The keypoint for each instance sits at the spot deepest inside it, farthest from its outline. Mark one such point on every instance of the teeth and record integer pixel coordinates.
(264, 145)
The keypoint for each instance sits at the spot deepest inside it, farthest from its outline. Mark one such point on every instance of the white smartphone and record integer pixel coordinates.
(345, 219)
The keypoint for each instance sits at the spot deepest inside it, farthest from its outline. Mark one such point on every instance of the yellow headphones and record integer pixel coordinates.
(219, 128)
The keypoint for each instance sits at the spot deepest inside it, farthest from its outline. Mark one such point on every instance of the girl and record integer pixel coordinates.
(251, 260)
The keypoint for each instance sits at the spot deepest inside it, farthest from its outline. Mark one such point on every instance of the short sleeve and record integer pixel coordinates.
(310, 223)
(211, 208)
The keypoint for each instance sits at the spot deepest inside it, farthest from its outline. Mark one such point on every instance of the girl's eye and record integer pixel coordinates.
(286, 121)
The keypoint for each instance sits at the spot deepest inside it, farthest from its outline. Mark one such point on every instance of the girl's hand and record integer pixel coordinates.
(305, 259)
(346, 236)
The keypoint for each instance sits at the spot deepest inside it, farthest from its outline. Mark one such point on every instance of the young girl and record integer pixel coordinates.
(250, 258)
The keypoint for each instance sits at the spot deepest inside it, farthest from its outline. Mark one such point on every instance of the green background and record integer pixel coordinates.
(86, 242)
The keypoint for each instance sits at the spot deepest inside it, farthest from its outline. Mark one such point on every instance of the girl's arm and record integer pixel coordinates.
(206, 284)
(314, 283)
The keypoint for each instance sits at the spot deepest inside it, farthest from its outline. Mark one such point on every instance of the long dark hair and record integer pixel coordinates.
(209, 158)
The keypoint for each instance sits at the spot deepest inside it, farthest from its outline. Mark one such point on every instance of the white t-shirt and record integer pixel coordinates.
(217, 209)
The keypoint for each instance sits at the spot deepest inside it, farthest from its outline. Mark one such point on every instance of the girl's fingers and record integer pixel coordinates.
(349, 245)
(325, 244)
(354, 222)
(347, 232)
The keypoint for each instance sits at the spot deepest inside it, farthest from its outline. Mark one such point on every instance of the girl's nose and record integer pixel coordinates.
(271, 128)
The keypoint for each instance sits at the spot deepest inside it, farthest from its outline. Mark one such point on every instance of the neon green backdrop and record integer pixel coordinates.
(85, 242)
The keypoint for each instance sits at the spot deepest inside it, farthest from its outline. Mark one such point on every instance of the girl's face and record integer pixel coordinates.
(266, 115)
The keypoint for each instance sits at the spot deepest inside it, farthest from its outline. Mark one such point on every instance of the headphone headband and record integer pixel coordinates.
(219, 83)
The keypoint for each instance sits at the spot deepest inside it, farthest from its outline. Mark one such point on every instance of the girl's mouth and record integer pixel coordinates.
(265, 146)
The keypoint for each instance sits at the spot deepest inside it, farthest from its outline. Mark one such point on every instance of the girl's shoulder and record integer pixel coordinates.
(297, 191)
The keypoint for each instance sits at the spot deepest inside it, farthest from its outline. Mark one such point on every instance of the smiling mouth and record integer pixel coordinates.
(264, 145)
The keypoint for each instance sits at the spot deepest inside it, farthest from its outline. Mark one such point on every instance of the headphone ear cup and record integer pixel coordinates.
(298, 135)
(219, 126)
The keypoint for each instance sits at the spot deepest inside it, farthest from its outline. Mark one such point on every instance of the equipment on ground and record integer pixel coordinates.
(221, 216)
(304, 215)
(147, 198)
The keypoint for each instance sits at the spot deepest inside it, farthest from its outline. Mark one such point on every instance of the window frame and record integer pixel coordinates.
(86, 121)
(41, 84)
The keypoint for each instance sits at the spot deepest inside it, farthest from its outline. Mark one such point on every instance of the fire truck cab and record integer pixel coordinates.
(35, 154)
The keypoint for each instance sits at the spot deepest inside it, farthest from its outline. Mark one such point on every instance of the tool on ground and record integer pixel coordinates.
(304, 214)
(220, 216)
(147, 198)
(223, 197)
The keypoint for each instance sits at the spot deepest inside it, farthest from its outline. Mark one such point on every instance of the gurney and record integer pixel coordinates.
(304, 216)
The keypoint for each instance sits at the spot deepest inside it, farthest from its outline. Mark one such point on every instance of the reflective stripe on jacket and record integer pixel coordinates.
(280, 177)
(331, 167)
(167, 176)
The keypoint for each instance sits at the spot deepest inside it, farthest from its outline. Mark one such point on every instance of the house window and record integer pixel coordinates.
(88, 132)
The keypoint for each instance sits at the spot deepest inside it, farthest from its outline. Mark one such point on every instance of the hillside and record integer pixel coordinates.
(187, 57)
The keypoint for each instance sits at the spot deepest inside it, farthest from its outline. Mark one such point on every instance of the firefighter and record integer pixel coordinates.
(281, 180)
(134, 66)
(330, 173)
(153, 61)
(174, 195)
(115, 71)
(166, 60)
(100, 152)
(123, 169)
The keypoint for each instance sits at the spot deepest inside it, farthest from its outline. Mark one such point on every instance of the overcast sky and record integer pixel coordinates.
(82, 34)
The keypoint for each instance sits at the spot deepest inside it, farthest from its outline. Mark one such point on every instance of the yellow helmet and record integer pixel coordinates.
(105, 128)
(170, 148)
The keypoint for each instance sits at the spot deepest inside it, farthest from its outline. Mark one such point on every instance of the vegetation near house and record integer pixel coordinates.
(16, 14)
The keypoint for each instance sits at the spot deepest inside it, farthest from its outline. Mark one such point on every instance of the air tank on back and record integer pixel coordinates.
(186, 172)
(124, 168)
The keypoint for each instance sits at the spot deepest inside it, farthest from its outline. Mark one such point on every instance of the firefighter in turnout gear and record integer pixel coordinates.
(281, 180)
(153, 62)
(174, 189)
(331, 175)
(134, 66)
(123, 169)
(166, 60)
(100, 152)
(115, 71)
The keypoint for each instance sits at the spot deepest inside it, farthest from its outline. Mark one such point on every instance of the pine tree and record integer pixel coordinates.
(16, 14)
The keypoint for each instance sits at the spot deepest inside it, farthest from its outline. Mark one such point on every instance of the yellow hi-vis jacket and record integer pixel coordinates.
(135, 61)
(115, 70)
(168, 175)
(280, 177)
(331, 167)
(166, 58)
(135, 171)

^^^^

> Short exercise: Copy out every item above, substituting "anchor point" for each occurrence of "keypoint" and leaving all other wording unchanged.

> Correct output:
The anchor point for each instance sits at the spot deepest inside it, farthest from its outline. Mark one such point on every instance of the teeth and record integer pixel coordinates.
(264, 145)
The anchor point for each instance sits at the spot deepest inside it, farthest from its outline. Mark one such point on every instance of the white smartphone and record integer pixel coordinates.
(345, 219)
The anchor point for each instance sits at the spot deepest inside it, farthest from its outline. Mark one such point on every instance of the yellow headphones and record integer pixel coordinates.
(219, 128)
The anchor point for each instance sits at the spot deepest inside it, farthest from its outline. Mark one such point on every instance of the girl and record integer pixel coordinates.
(251, 260)
The anchor point for each instance sits at the spot deepest inside it, farthest from its outline. Mark one such point on every instance of the short sleeve and record integer pixel coordinates.
(310, 223)
(211, 208)
The anchor point for each instance sits at the spot deepest inside it, farthest from its outline. Mark one such point on every instance of the girl's eye and record integer pixel coordinates.
(286, 121)
The anchor point for each instance sits at the spot deepest inside it, farthest from its outline. Mark one such point on every instance of the girl's hand and record integer pixel coordinates.
(305, 259)
(346, 236)
The anchor point for each instance sits at the spot deepest inside it, farthest from its outline. Mark one such point on every instance of the young girl and record integer pixel coordinates.
(250, 258)
The anchor point for each instance sits at the spot deepest inside it, farthest from its outline. Mark one such point on every instance of the green background and record integer pixel coordinates.
(86, 242)
The anchor point for each instance sits at the spot deepest inside it, farthest from its outline. Mark one such point on every instance of the girl's arm and record integer pixel coordinates.
(206, 284)
(314, 283)
The anchor point for each instance sits at the spot deepest inside it, farthest from its outline. Mark one such point on every instance of the long dark hair and record integer pixel coordinates.
(209, 158)
The anchor point for each instance sits at the spot deepest inside it, farthest from its outline. Mark one such point on every instance of the white t-shirt and record integer pixel coordinates.
(217, 209)
The anchor point for each instance sits at the spot deepest inside it, farthest from its outline. Mark one such point on every instance of the girl's fingers and record integer pixel coordinates.
(349, 245)
(325, 244)
(354, 222)
(347, 232)
The anchor point for each instance sits at the spot deepest inside it, farthest from its outline. Mark one such point on every instance of the girl's nose and record integer pixel coordinates.
(271, 128)
The anchor point for each instance sits at the spot deepest inside it, farthest from its outline. Mark one such point on every instance of the neon green backdrop and record integer pixel coordinates.
(85, 242)
The anchor point for each instance sits at the spot deepest inside it, farthest from its outline. Mark one such point on every instance of the girl's face and record integer pixel coordinates.
(266, 115)
The anchor point for each instance sits at the spot deepest inside it, farthest from its outline. Mark one such point on every instance of the headphone headband and record integer pixel coordinates.
(219, 83)
The anchor point for each instance sits at the spot deepest inside it, farthest from its outline. Mark one such point on every instance of the girl's mouth and record integer pixel coordinates.
(265, 146)
The anchor point for each instance sits at the spot deepest inside it, farthest from its outline. Mark one such point on every instance of the girl's shoulder and record integer pixel coordinates.
(297, 191)
The anchor point for each instance sits at the spot deepest inside it, farthest from its outline. Mark one such point on every instance of the smiling mouth and record integer pixel coordinates.
(264, 145)
The anchor point for each instance sits at the spot deepest inside it, farthest from its outline. Mark one such point on every instance of the headphone ear cup and record integer pixel coordinates.
(298, 135)
(219, 126)
The anchor point for each instance sits at the spot deepest inside it, farthest from its outline. Mark one such point on every instance of the equipment on ground and record integer pixel coordinates.
(221, 216)
(304, 215)
(147, 198)
The anchor point for each instance sits at the spot deepest inside it, farthest from its outline. Mark one such point on every instance of the window frame and record integer pixel coordinates.
(86, 121)
(41, 84)
The anchor point for each instance sits at the spot deepest inside it, farthest from its outline. Mark one such point on every instance of the fire truck cab and record integer pixel coordinates.
(35, 154)
The anchor point for each instance sits at the spot deepest inside it, farthest from its outline. Mark one such point on every instance of the tool on ground and record integer pixel coordinates.
(304, 214)
(220, 216)
(147, 198)
(223, 197)
The anchor point for each instance sits at the spot deepest inside it, farthest from its outline. Mark one such point on every instance of the gurney and record integer pixel coordinates.
(304, 216)
The anchor point for each instance sits at the spot deepest inside it, farthest from its outline. Mark one such point on every instance of the reflective stripe on jacket and record integer pixel coordinates.
(280, 177)
(331, 167)
(167, 176)
The anchor point for each instance sits at the spot deepest inside it, farthest from its outline. Mark one such point on every instance of the house window and record integer pixel coordinates.
(88, 132)
The anchor point for each instance sits at the spot deepest inside it, farthest from its outline. Mark one such point on every instance of the hillside and record integer pixel coordinates.
(187, 57)
The anchor point for each instance sits at the spot deepest inside it, farthest from its outline. Mark one such point on every instance of the firefighter and record integer pixel coordinates.
(281, 180)
(134, 66)
(330, 173)
(153, 61)
(174, 195)
(115, 71)
(166, 60)
(100, 152)
(123, 169)
The anchor point for each instance sits at the spot deepest inside it, farthest from its outline. Mark one such point on every instance of the overcast sky and record integer pixel coordinates.
(82, 34)
The anchor point for each instance sits at the spot deepest inside it, farthest from its outline. Mark one such point on every instance of the yellow helmet and record integer pixel coordinates.
(105, 128)
(170, 148)
The anchor point for each instance sits at the spot deepest inside it, farthest from its outline. Mark one such point on every instance of the vegetation near house and record integer pixel coordinates.
(16, 14)
The anchor point for each instance sits at the spot deepest inside it, farthest from its outline. Mark one such point on every instance of the air tank on back and record integer pixel coordinates.
(186, 172)
(124, 168)
The anchor point for each instance sits at the spot deepest inside it, farthest from its outline. Mark one such point on every instance of the firefighter in turnout gear and record integer pixel coordinates.
(281, 180)
(153, 62)
(174, 189)
(331, 175)
(134, 66)
(123, 169)
(166, 60)
(100, 152)
(115, 71)
The anchor point for each instance sits at the spot deepest inside it, farthest from its outline. Mark one such point on every instance of the pine tree and record integer pixel coordinates.
(16, 14)
The anchor point for each instance sits at the spot deepest inside it, farthest from its outline. Mark one such point on every instance of the yellow hi-vis jacket and record integer pixel coordinates.
(135, 61)
(115, 70)
(168, 175)
(280, 177)
(331, 167)
(166, 58)
(135, 171)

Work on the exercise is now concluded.